THE EXERCISE: Transcribe all of the records precisely as they are presented.

MATERIAL SUPPLIED:
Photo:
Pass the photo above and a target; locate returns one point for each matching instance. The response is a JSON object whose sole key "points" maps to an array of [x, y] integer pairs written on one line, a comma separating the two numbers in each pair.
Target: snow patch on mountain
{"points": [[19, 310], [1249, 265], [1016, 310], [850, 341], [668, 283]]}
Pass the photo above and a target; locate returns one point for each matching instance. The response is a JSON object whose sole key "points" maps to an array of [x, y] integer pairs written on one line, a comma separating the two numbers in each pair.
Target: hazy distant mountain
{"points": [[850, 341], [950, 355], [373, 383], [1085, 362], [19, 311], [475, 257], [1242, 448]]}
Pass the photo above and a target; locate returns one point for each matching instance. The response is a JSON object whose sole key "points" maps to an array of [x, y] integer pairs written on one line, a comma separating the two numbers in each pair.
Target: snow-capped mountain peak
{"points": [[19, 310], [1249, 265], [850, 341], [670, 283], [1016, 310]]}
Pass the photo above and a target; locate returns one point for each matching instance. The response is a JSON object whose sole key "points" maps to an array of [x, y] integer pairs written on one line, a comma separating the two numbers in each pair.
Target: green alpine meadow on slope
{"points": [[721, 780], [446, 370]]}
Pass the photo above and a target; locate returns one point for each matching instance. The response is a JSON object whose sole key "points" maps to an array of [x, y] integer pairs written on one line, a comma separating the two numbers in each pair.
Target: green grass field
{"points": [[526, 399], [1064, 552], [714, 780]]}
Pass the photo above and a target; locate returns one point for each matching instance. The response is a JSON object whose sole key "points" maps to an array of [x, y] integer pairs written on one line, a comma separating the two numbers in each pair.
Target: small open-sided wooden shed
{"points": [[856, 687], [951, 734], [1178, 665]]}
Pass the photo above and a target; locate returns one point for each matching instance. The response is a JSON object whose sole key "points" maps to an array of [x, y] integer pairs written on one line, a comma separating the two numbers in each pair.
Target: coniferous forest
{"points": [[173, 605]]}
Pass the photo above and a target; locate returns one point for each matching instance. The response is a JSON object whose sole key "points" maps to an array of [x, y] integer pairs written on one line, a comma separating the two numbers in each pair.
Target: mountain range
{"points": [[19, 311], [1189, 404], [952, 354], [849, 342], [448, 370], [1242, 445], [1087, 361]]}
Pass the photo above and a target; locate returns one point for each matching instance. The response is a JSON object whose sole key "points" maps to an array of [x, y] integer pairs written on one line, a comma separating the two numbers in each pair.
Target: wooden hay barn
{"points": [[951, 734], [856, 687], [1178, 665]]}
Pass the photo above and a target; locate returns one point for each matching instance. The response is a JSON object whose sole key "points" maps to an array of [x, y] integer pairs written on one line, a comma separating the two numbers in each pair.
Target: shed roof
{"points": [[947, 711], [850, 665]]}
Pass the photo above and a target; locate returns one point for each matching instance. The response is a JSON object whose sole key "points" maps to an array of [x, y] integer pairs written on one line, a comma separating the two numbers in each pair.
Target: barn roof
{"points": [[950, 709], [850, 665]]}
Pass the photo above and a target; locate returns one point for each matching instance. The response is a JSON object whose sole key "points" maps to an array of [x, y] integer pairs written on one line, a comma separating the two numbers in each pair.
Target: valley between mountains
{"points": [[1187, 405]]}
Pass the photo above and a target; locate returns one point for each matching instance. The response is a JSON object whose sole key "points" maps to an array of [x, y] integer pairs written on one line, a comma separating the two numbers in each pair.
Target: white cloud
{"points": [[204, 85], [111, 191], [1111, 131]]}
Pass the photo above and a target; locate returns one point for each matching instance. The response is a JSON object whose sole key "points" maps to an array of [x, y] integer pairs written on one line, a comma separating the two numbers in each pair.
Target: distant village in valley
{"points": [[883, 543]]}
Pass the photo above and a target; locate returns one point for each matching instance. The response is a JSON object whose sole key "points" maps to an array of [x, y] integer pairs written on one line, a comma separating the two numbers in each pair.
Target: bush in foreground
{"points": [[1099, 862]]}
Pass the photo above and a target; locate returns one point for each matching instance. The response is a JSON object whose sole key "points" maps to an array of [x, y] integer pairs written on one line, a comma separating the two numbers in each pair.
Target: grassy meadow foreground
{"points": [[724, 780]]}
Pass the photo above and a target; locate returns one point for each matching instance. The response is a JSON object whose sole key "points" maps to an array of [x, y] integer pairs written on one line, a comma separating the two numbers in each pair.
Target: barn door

RESULT FOR THIS EXERCISE:
Photo:
Pass the photo above and a target; locate returns one point for each matching instance. The response is a JSON object whose sole key "points" maps to an array of [x, y] integer pairs written on one line, a comma separating the two numbers in each pair.
Target: snow patch on mountain
{"points": [[19, 310], [1249, 265], [1016, 310], [850, 341], [668, 283]]}
Pass the photo above and a target; locate returns one point for each matching instance. The response is a JSON object whose sole key "points" maps to an array of [x, y] integer pairs written on one line, a comma separating the two numbers in each pair.
Target: hazy distant mountain
{"points": [[850, 341], [950, 355], [373, 383], [1085, 362], [19, 311], [475, 257], [1242, 448]]}
Pass the photo above and a target; locate returns one point for each matching instance. The response is a JSON object whose sole key "points" maps to an array of [x, y] integer pairs written on one line, a comma separating the two numbers in each pair.
Target: snow-capped mountain peak
{"points": [[19, 310], [1249, 265], [850, 341], [670, 283], [1016, 310]]}
Pass the photo above and a target; locate returns one point for each matching instance. The response is a JSON object whose sole key "points" maps to an array of [x, y] integer pairs written on one line, a comma separating the two numbers in each pair.
Target: green alpine meadow on slope
{"points": [[721, 780], [446, 370]]}
Pass the photo above and a target; locate returns one point for each matching instance. The response is a JSON object whose sole key "points" maps to an array of [x, y] integer pairs written on one line, a comma separating the two numbers in each pair.
Target: green grass field
{"points": [[526, 399], [1064, 552], [714, 780]]}
Pass the photo above and a target; locate returns one point for each matching instance. The response is a JSON object whose sole key "points" maps to an array of [x, y] integer pairs written on one line, a comma separating the two numbers in each pair.
Target: small open-sided wooden shed
{"points": [[856, 687], [951, 734], [1178, 665]]}
Pass the photo above and a target; locate returns one point for each matching instance. The response is a JSON object whose sole key "points" maps to an array of [x, y] integer pairs written on one line, a comma separating the two numbers in each pair.
Target: coniferous forest
{"points": [[173, 605]]}
Pass the photo above and a target; locate returns one point for each matching instance. The response is a JSON object whose sole key "points" maps to an array of [x, y] integer pairs written on one line, a comma separating the two numbers in each pair.
Target: mountain range
{"points": [[19, 311], [1189, 404], [952, 354], [849, 342], [448, 370], [1242, 445], [1087, 361]]}
Pass the photo above and a target; locate returns one point for each matching instance. The response is a JSON object whose sole key "points" maps to an array of [x, y] integer pairs written on one line, a comma separating the two numbers in each pair.
Target: wooden hay barn
{"points": [[951, 734], [856, 687], [1178, 665]]}
Pass the photo above and a target; locate returns one point for each matching instance. The response is a JSON object whose sole key "points" maps to an array of [x, y] integer pairs written on one line, a comma separating the two numbers in each pair.
Target: shed roof
{"points": [[947, 711], [850, 665]]}
Pass the photo above and a target; locate returns one point for each matching instance. The response is a JSON object whose sole key "points" maps to an array of [x, y] integer pairs written on one line, a comma separating the two numbers in each pair.
Target: barn roof
{"points": [[950, 709], [850, 665]]}
Pass the photo above and a target; locate returns one point for each matching instance. The response is a JSON object whose sole key "points" maps to an array of [x, y] integer pairs written on one line, a comma separating the two numbers in each pair.
Target: valley between mountains
{"points": [[1187, 405]]}
Pass the photo above and a target; locate returns one point for each matching instance. The response is a JSON object whose sole key "points" maps to an array of [x, y] integer pairs written on one line, a comma separating the two numbers in each pair.
Target: white cloud
{"points": [[204, 85], [111, 191], [1111, 131]]}
Pass the photo above and a target; locate returns one point for each matching instance. The response is a JSON object whose sole key "points" maps to an array of [x, y] integer pairs written on one line, a comma separating the two numbers in each pair.
Target: distant village in valley
{"points": [[883, 543]]}
Pass the photo above and a target; locate returns one point for each matching instance. The response is a JSON object whose sole key "points" maps to an array of [x, y] integer pairs written on one line, a comma separating the two numbers in each pair.
Target: bush in foreground
{"points": [[1099, 862]]}
Pass the photo above and a target; locate returns one point for each matching instance. The response is a JSON object whose sole key "points" maps to an array of [x, y] integer pairs written on one line, a comma separating the two numbers in each pair.
Target: grassy meadow foreground
{"points": [[724, 780]]}
Pass the photo above and a target; locate returns one point for each matching instance. The response is a JSON object whose sole key "points" maps to an array of [x, y] integer pairs written on one line, a comma separating the two numbers in each pair.
Target: barn door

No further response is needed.